EXCERPTED TEXT:

:::

In recent years, the intersection of RL with foundation models has opened up new avenues for research and application. Foundation models, trained on broad datasets using large-scale self-supervision, can be adapted to a wide range of downstream tasks. The integration of RL techniques with foundation models has led to innovations such as reinforcement learning from human feedback (RLHF), which plays a key role in the development of advanced language models like ChatGPT.

Looking ahead, RL continues to evolve and find new applications in the era of foundation models. Researchers are exploring ways to leverage these models to enhance RL’s efficiency in robotic manipulation and other tasks. The combination of RL with foundation models holds promise for addressing long-standing challenges such as sample efficiency and generalization. With ongoing advancements and the potential for further breakthroughs, the work of Barto and Sutton remains at the forefront of AI research, driving progress in machine learning and artificial intelligence.

:::

LISTED ENTRIES:

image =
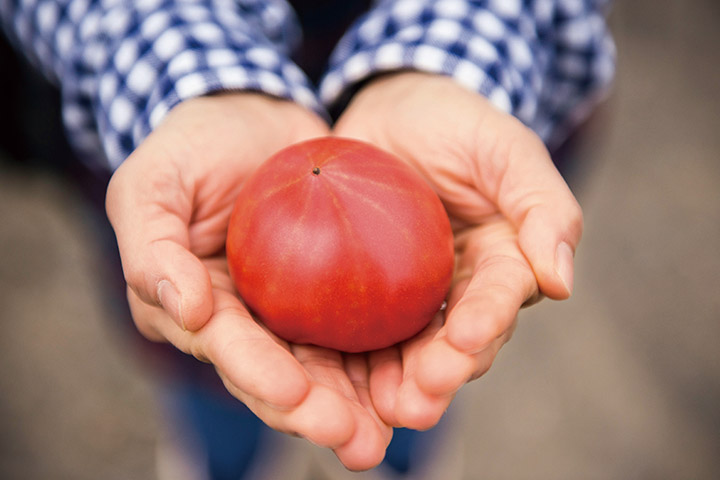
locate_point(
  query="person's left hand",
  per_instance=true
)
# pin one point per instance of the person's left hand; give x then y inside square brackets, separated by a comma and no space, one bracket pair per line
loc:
[516,227]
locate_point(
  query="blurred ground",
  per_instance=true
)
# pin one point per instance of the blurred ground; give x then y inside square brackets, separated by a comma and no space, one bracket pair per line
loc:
[620,382]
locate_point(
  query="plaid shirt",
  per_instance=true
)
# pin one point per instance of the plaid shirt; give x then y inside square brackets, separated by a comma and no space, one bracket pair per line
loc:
[123,65]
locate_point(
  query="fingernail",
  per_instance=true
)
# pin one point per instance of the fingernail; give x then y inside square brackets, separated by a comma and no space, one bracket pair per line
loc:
[170,300]
[564,265]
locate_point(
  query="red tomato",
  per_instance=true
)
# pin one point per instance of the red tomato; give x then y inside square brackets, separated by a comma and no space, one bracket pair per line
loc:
[336,243]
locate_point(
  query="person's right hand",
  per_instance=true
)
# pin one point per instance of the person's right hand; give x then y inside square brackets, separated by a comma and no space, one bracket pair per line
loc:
[169,204]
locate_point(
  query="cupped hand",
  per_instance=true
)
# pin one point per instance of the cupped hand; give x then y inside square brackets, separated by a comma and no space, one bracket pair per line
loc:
[516,226]
[169,204]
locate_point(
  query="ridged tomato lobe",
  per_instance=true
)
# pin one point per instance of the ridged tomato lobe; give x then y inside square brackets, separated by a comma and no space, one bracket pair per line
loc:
[336,243]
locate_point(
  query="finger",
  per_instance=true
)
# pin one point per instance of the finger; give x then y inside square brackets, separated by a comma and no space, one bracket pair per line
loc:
[493,281]
[534,196]
[386,376]
[249,359]
[366,448]
[442,370]
[152,235]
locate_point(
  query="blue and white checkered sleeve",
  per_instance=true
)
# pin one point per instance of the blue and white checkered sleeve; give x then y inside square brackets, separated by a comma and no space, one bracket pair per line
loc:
[123,65]
[544,61]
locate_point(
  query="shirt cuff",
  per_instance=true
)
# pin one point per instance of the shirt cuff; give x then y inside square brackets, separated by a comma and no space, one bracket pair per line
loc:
[505,50]
[131,67]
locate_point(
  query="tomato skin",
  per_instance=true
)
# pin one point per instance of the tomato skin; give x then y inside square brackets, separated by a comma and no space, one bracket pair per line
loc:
[336,243]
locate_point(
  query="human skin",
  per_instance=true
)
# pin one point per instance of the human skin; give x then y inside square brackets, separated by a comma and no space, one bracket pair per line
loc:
[516,226]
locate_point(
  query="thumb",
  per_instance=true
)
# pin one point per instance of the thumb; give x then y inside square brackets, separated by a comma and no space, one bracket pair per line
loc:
[535,197]
[153,239]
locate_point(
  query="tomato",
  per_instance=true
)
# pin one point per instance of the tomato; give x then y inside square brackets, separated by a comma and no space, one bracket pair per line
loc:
[337,243]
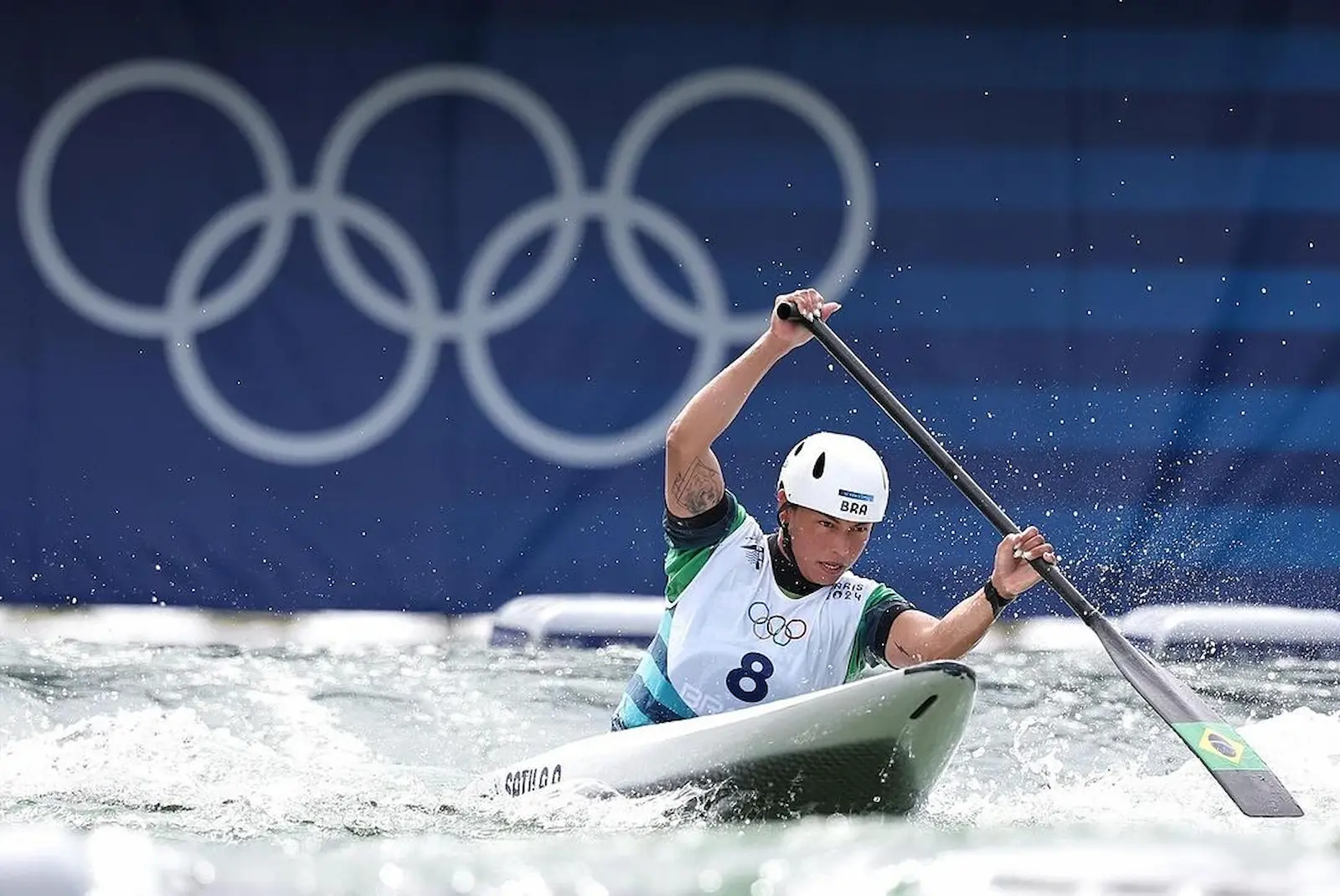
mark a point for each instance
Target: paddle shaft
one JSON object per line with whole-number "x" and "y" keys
{"x": 1244, "y": 777}
{"x": 935, "y": 451}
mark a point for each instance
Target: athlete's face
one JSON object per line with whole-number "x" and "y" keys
{"x": 824, "y": 547}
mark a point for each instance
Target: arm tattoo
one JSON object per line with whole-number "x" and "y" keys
{"x": 698, "y": 487}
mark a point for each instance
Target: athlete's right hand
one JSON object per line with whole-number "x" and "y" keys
{"x": 791, "y": 332}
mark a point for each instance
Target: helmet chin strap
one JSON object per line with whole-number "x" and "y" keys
{"x": 788, "y": 571}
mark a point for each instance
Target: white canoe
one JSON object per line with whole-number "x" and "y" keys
{"x": 875, "y": 745}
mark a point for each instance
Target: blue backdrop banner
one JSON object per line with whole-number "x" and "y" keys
{"x": 365, "y": 304}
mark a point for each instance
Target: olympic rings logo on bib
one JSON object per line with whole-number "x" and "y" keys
{"x": 482, "y": 311}
{"x": 779, "y": 628}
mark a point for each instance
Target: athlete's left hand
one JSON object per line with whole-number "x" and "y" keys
{"x": 1013, "y": 574}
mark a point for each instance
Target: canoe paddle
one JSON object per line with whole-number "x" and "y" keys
{"x": 1214, "y": 742}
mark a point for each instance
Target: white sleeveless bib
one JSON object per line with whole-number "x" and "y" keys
{"x": 736, "y": 639}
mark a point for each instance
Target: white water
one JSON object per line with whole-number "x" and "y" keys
{"x": 201, "y": 769}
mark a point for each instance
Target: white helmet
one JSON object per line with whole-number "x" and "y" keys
{"x": 837, "y": 474}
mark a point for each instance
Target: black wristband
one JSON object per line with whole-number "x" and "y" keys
{"x": 995, "y": 598}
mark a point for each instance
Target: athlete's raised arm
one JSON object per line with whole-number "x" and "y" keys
{"x": 693, "y": 473}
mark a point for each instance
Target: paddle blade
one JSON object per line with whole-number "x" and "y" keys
{"x": 1214, "y": 742}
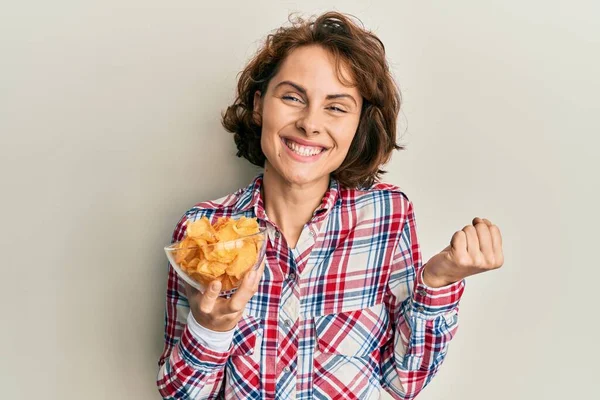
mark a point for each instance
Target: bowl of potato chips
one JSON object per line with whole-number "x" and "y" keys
{"x": 224, "y": 251}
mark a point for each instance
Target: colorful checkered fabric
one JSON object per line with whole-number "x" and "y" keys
{"x": 343, "y": 315}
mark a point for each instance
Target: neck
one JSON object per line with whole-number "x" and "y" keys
{"x": 290, "y": 206}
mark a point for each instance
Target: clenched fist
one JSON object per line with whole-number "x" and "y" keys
{"x": 475, "y": 249}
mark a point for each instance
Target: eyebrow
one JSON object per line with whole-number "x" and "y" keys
{"x": 329, "y": 96}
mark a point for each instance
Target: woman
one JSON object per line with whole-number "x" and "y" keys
{"x": 342, "y": 307}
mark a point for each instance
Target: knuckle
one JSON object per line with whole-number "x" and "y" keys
{"x": 205, "y": 308}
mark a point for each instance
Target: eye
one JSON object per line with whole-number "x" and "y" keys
{"x": 292, "y": 98}
{"x": 337, "y": 109}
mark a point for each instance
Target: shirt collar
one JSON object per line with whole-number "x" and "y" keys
{"x": 251, "y": 199}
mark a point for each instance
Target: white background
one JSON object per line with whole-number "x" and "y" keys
{"x": 109, "y": 122}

:::

INSTRUCTIONS TO FOLLOW:
Transcribe the portion of the text on reinforcement learning and foundation models that begins with the words containing "Looking ahead, RL" and ends with "and artificial intelligence.". The entries are independent material with no connection to the text on reinforcement learning and foundation models.

FINAL ANSWER:
Looking ahead, RL continues to evolve and find new applications in the era of foundation models. Researchers are exploring ways to leverage these models to enhance RL’s efficiency in robotic manipulation and other tasks. The combination of RL with foundation models holds promise for addressing long-standing challenges such as sample efficiency and generalization. With ongoing advancements and the potential for further breakthroughs, the work of Barto and Sutton remains at the forefront of AI research, driving progress in machine learning and artificial intelligence.